### What the task requires
Please reproduce all of the lines below, word for word and in full.

Data excerpts START

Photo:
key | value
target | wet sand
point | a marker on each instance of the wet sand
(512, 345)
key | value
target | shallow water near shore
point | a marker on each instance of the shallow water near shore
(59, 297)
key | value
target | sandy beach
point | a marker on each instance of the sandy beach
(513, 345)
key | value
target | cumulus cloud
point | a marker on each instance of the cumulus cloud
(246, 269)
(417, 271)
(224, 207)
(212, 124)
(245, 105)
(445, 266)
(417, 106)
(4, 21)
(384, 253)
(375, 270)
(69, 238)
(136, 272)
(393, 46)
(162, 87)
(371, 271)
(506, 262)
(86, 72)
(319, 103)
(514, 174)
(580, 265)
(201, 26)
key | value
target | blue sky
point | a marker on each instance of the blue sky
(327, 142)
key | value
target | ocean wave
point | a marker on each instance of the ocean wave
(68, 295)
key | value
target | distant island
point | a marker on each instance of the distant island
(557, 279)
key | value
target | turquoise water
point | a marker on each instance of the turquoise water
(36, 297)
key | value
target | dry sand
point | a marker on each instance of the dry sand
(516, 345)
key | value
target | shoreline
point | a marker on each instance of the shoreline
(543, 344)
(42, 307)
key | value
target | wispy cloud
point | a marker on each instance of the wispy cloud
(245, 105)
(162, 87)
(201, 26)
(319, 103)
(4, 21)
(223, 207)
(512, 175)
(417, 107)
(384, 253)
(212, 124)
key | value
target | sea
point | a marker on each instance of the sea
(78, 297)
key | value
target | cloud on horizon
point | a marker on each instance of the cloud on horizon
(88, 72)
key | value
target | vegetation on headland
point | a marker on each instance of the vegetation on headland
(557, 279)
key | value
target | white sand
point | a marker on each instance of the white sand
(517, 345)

Data excerpts END

### The completed task
Photo:
key | value
target | wet sand
point | a marker on each instance of the wet sand
(512, 345)
key | value
target | shallow water near shore
point | a marker on each instance of the shallow water near shore
(59, 297)
key | value
target | sandy beach
point | a marker on each instance of the sandy beach
(513, 345)
key | value
target | cumulus cloud
point | a marker on each instance of the cumulus cloud
(246, 269)
(417, 271)
(224, 207)
(212, 124)
(245, 105)
(445, 266)
(417, 106)
(4, 21)
(384, 253)
(375, 270)
(69, 238)
(136, 272)
(393, 46)
(162, 87)
(371, 271)
(506, 262)
(86, 72)
(319, 103)
(514, 174)
(580, 265)
(201, 26)
key | value
target | blue sky
point | a marker on each instance of the blue sky
(327, 142)
key | value
target | ocean wave
point | a marker on each instance of the ocean wave
(68, 295)
key | value
target | distant island
point | a marker on each instance of the distant island
(557, 279)
key | value
target | turquoise water
point | a marker on each instance of the turquoise water
(36, 297)
key | value
target | dry sand
point | a marker on each instance of the dry sand
(516, 345)
key | value
target | shoreline
point | a marker on each instance of the shoreline
(543, 344)
(42, 307)
key | value
target | wispy cloud
point | a marker on each instance of the wispy cloud
(245, 105)
(162, 87)
(201, 26)
(319, 103)
(4, 21)
(223, 207)
(512, 175)
(417, 107)
(384, 253)
(212, 124)
key | value
target | sea
point | a marker on each instance of the sea
(78, 297)
key | value
target | cloud on horizon
point | a marker on each instance of the cloud on horizon
(88, 72)
key | value
target | vegetation on headland
point | a marker on each instance of the vegetation on headland
(557, 279)
key | value
target | white sand
point | a marker on each instance of the white sand
(517, 345)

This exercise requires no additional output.